Stated problem a: Please return, word for word, the part of the plane crash account between "Some how they" and "what had happened.", inclusive.

Text:
AND THE HEARTS OF THE CHILDREN SHALL TURN TO THEIR FATHERS
This prophecy is certainly coming to pass in these the
last days. We have seen many examples of people coming to Mexico and
the different colonies to see where their parents or grandparents or
great grandparents lived. Some come to find their graves others to see
where they lived and still others to see the places they heard talked
about or see the places mentioned in journals and histories. Many were
members of the church seeking out their Ancestors histories others
were not. The spirit of Elijah has touch the hearts of people
About 15 years ago I received a phone call from a man
in El Paso asking me if I would take him to find the remains of a
plane that had crashed in the mountains during World War II. He said
that his father had been the pilot of that plane and he wanted
to come down and find the place where it crashed and talk to the
people who found the plane if that was possible. I told him that I
would be glad to take him and that I would get permission from the
Rancher who owned the Ranch where the plane crashed.
I went and talked to Isidro Payan and he said that he
had seen the pieces of the plane many times and that he had heard the
story of it's crash. He told me to go to the ranch and get horses to
ride to the site and that one of the cowboys would take us and show us
the remains of the plane .
The young man came down and came to our home to
set up our trip. As we visited he explained that he was not a member
of out church but that he had friends in El Paso that were members of
the church and someone had given him my Name and phone number and said
that I would be willing to take him to the site. He also said that he
was very anxious to see if he could clear up in his mind the
circumstances of his father's death. He said that the armed forces had
cast a shadow of doubt over his father's name because he had been
coming down with the pay roll of the mine and the money had never
He then told the following story: During the war the
armed forces of the United States were seeking a place to get a supply
of natural crystals that they used in the Bomb Sights of their planes.
Some how they got word of a big cave down on the Rio Aros that
contained big amounts of the big crystals like they needed. They sent
some experts down to investigate and found a huge amount of the best
crystals that they had ever encountered. They sent down a crew to
begin mining the crystals but found that the cave had been flooded
from the river. They began the work of pumping out the water and
preparing to mine the crystals. The young man said that his father was
the pilot of the plane that they were sending down regularly with
provisions and money to pay for the mining operation.
On one of these trips his father did not come back and
they sent search planes to find him but could not find him or the
plane. They concluded that he had crashed in the mountains and sent
men to inquire and find the plane and investigate what had happened.

Stated problem b: Retype the lines of the records from the one holding "phrase -- wet sand" through the last line of the records, both ends included, without any change.

Data supplied:

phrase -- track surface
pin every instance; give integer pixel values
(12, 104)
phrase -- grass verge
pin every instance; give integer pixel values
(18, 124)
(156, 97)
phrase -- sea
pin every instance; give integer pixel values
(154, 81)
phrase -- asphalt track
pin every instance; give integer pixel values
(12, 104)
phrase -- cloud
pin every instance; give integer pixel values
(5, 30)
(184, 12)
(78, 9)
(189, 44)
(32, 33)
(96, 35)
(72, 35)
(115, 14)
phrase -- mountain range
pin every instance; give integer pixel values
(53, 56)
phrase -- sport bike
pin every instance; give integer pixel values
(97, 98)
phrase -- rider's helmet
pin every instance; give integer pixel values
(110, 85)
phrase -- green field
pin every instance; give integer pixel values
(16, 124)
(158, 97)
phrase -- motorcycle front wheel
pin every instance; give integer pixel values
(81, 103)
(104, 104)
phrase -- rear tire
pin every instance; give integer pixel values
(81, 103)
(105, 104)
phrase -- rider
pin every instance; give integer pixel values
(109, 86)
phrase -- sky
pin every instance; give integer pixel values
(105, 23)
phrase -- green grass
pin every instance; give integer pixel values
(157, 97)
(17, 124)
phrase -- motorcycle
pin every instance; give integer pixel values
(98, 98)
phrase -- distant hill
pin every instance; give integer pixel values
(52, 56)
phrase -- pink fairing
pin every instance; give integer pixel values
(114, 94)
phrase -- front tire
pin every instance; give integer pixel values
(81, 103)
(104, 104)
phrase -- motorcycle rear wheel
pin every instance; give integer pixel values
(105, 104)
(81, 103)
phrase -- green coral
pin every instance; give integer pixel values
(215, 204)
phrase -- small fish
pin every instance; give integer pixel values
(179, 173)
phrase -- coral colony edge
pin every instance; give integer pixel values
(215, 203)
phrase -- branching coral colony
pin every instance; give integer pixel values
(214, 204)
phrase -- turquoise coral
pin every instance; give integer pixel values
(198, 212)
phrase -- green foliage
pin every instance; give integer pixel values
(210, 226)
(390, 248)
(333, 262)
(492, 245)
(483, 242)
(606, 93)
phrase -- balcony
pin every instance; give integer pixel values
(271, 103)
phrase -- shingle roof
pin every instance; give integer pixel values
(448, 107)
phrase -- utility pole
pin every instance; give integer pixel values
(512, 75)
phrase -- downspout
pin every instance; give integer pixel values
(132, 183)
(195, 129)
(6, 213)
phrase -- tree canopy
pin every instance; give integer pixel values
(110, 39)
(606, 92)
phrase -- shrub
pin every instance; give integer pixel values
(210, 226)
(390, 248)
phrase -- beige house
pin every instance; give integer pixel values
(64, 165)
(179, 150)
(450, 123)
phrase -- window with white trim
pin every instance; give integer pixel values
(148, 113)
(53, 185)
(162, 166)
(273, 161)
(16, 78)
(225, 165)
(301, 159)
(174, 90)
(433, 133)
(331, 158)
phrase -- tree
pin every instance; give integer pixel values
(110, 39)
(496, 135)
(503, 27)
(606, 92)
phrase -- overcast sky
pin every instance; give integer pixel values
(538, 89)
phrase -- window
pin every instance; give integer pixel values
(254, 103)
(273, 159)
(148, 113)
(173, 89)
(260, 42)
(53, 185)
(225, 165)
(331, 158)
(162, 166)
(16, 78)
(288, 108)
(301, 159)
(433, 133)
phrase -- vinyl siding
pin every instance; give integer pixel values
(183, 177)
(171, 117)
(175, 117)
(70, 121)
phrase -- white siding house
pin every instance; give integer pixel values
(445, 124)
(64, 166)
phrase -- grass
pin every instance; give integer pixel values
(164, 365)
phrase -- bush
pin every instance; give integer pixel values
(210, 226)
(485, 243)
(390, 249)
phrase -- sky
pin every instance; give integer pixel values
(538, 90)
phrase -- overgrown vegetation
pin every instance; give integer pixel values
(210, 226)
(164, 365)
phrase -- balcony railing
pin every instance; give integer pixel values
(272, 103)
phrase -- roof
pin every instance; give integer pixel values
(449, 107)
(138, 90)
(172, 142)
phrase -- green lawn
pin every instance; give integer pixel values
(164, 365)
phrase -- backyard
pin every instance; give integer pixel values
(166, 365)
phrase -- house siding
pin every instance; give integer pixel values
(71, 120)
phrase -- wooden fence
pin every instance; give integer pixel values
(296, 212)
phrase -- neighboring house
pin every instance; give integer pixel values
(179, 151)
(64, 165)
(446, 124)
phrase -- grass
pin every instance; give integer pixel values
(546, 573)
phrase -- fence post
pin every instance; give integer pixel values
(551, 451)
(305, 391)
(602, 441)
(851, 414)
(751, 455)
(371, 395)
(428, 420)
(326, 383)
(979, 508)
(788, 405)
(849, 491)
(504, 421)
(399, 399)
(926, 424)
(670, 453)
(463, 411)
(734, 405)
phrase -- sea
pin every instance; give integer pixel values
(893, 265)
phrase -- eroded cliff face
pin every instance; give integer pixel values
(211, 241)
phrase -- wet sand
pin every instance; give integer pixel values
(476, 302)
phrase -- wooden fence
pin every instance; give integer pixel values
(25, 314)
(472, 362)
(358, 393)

Written answer a:
Some how they got word of a big cave down on the Rio Aros that
contained big amounts of the big crystals like they needed. They sent
some experts down to investigate and found a huge amount of the best
crystals that they had ever encountered. They sent down a crew to
begin mining the crystals but found that the cave had been flooded
from the river. They began the work of pumping out the water and
preparing to mine the crystals. The young man said that his father was
the pilot of the plane that they were sending down regularly with
provisions and money to pay for the mining operation.
On one of these trips his father did not come back and
they sent search planes to find him but could not find him or the
plane. They concluded that he had crashed in the mountains and sent
men to inquire and find the plane and investigate what had happened.

Written answer b:
phrase -- wet sand
pin every instance; give integer pixel values
(476, 302)
phrase -- wooden fence
pin every instance; give integer pixel values
(25, 314)
(472, 362)
(358, 393)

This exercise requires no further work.